AIM OF THE TASK
From the passage on retiring workers, extract the text between "Even the U.S.’s" and "they’re needed most.", inclusive.

In these cases and many others, should a large number of older workers retire en masse like they’re threatening to do, even raising wages for entry-level positions wouldn’t necessarily fill the gap left behind, because years of specialized training are required, and there’s a fixed number of trainees in the pipeline. It adds up to a system that’s not flexible enough to respond to the sudden changes that are very likely on the way. And in the meantime, the nation’s lights need to be kept on, the sick need to be healed, and aircraft need to be kept in the air. A three- to five-year period with understaffed vital economic areas, from air traffic control towers to wheat fields, is simply not an option.
Despite its birthrate, which is well below the replacement rate, the United States is in much better demographic shape than many other developed countries. Most importantly, it does not have a shrinking population—a fact it owes almost entirely to immigration. In countries such as Italy, Japan, and Germany, population loss is direr, and the lack of young workers in key roles is more acutely felt. In Germany, for instance, 2 out of 3 small- to medium-sized firms surveyed told accountancy firm Ernst and Young that it was difficult to find qualified workers. More than half of those surveyed said they believed the country’s recent influx of refugees from Syria would help alleviate the shortage.
Even the U.S.’s robust immigration can’t help the defense industry, whose classified work—involving positions ranging from office workers to engineers to welders—often requires extensive background checks and U.S. citizenship. And in other fields, no one wants to do those jobs, period. Even the last professionals you’ll ever encounter—funeral directors and morticians—are well into their 50s on average and aren’t being replaced as they retire.
Perhaps the most striking thing about the waves of retirements now facing the U.S. is how predictable it all has been. The government and private sector alike should have been actively working to counteract these forces, shepherding students to specialize in high-value, low-visibility fields. Instead, we may well face a harrowing stretch of years when our most expert professionals go missing from the positions where they’re needed most.
Contributing to the problem are attractive fields such as investment banking and computer programming. (Wall Street firms, which are taking measures to avoid losing top talent to Silicon Valley, still have no trouble filling entry-level seats.) Part is due to a communication breakdown between demographers and the general public. To the extent that the need for science, technology, engineering, and math training gets through to students, vital information about what to do with that training doesn’t. Proficiency in STEM alone does not guarantee a career that is mission-critical to a functioning society.
But the bulk of the issue is far is simpler: We don’t like to think about old age and what it means. The media generally doesn’t want to cover it, and people don’t want to read about it. It’s just a little too real and makes us just a little too uncomfortable. So, far too often, we grapple with the broad effects of aging only when it’s too late to avoid a bad outcome.
In the near future, thanks to declining birth rates, the aging of the baby boom, and extended longevity, more of the population will be older than ever before. Let’s not ignore what’s perhaps the biggest fully predictable change we’re facing as a society, simply because old age is challenging to think about. Life begins, and life ends. Once we accept that, we can work to make sure that what we do in the middle is as worthwhile as it can possibly be.

RECORDS PROVIDED

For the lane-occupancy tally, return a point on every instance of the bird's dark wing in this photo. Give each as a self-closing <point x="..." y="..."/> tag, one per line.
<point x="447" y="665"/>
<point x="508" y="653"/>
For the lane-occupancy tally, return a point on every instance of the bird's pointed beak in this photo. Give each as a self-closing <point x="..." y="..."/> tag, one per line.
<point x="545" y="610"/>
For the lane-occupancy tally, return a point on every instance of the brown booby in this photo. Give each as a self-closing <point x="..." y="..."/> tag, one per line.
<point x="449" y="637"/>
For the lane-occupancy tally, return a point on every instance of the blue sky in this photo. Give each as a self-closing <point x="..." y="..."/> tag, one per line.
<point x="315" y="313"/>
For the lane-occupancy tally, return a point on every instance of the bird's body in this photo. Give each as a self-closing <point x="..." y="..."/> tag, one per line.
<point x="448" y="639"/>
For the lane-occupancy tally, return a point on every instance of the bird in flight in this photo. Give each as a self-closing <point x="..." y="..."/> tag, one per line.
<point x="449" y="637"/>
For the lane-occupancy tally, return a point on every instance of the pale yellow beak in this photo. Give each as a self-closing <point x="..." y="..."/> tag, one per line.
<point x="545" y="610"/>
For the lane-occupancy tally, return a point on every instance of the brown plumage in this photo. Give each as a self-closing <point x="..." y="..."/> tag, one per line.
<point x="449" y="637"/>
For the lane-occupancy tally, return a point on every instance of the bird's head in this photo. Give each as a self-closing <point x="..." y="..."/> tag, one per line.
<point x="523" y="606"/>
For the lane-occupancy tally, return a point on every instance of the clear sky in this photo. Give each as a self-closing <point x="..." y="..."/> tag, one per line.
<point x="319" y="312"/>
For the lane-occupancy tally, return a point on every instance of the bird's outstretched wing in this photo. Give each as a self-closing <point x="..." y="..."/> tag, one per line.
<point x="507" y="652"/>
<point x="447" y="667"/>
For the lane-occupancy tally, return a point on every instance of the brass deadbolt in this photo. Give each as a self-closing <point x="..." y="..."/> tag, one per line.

OUTPUT
Even the U.S.’s robust immigration can’t help the defense industry, whose classified work—involving positions ranging from office workers to engineers to welders—often requires extensive background checks and U.S. citizenship. And in other fields, no one wants to do those jobs, period. Even the last professionals you’ll ever encounter—funeral directors and morticians—are well into their 50s on average and aren’t being replaced as they retire.
Perhaps the most striking thing about the waves of retirements now facing the U.S. is how predictable it all has been. The government and private sector alike should have been actively working to counteract these forces, shepherding students to specialize in high-value, low-visibility fields. Instead, we may well face a harrowing stretch of years when our most expert professionals go missing from the positions where they’re needed most.